Work to be completed: Reproduce the material below word for word, beginning with its first line and ending after the line that contains "xmin=928 ymin=827 xmax=961 ymax=849".

Data extract:
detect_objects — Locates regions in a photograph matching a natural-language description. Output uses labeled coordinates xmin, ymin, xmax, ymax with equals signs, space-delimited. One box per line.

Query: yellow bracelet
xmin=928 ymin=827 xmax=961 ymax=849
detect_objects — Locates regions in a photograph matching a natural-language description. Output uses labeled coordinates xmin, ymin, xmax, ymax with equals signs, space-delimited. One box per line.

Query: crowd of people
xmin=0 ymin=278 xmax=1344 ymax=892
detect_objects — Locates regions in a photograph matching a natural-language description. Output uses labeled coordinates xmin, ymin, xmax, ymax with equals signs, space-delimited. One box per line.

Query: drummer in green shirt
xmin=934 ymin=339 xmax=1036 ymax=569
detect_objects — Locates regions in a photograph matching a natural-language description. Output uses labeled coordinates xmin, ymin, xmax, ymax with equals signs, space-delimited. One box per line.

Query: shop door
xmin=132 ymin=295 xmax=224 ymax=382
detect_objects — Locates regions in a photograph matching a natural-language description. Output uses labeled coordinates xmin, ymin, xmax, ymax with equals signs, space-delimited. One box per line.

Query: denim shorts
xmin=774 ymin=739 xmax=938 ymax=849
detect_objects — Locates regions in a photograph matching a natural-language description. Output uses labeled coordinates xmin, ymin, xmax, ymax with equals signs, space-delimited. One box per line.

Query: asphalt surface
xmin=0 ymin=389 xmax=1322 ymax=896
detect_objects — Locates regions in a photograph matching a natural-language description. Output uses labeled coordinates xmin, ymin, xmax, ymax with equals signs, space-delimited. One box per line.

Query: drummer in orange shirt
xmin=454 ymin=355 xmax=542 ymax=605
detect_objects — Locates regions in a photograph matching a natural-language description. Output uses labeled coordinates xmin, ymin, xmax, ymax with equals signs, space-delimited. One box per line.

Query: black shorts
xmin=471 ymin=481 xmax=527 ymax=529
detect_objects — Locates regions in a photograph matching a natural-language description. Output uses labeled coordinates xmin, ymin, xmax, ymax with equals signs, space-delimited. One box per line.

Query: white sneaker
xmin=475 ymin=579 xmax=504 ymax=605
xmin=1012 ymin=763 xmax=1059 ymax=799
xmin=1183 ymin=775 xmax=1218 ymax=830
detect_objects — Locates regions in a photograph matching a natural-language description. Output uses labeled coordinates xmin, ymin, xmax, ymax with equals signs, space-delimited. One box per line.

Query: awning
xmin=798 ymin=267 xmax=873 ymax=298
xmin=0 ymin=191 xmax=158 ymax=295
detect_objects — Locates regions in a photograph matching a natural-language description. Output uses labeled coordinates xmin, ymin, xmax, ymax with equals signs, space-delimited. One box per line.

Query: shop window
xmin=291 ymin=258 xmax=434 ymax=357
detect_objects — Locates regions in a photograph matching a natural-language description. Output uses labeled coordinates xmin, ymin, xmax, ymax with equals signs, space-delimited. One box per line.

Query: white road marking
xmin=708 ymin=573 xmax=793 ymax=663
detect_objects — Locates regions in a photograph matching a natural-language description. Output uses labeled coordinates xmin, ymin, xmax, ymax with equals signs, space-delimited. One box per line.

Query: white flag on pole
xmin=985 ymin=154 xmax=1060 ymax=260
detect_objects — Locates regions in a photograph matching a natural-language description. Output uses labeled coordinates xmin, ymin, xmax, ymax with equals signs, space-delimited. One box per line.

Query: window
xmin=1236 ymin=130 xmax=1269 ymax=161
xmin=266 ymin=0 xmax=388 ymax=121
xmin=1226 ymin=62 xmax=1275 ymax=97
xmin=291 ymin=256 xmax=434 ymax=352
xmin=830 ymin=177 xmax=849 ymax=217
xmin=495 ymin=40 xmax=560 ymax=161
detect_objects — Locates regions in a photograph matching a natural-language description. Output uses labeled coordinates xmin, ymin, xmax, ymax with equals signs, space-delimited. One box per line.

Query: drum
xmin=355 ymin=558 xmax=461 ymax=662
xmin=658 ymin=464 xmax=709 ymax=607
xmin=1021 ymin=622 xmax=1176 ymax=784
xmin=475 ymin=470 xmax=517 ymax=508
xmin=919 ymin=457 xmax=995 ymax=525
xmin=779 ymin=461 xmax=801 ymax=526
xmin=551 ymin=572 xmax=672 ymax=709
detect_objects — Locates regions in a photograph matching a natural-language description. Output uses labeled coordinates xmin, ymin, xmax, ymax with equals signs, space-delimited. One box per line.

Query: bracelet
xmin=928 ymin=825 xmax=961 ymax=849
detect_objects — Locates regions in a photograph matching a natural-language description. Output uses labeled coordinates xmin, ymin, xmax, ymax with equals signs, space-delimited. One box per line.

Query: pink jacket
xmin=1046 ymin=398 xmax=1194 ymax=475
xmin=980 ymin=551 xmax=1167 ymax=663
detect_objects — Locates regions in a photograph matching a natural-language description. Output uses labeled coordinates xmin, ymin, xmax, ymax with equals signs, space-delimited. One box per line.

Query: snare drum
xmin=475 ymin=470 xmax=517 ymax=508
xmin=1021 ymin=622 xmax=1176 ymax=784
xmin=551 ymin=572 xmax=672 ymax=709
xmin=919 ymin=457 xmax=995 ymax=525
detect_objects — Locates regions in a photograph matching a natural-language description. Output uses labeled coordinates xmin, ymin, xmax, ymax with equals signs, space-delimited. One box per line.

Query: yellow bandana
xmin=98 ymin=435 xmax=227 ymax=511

Finished exercise:
detect_objects — Locates regions in a photograph matching a natural-language description. Output uses labeled coordinates xmin, ymin, xmax, ymax with equals signs, space-delimited. One box per line.

Query: yellow bracelet
xmin=928 ymin=827 xmax=961 ymax=849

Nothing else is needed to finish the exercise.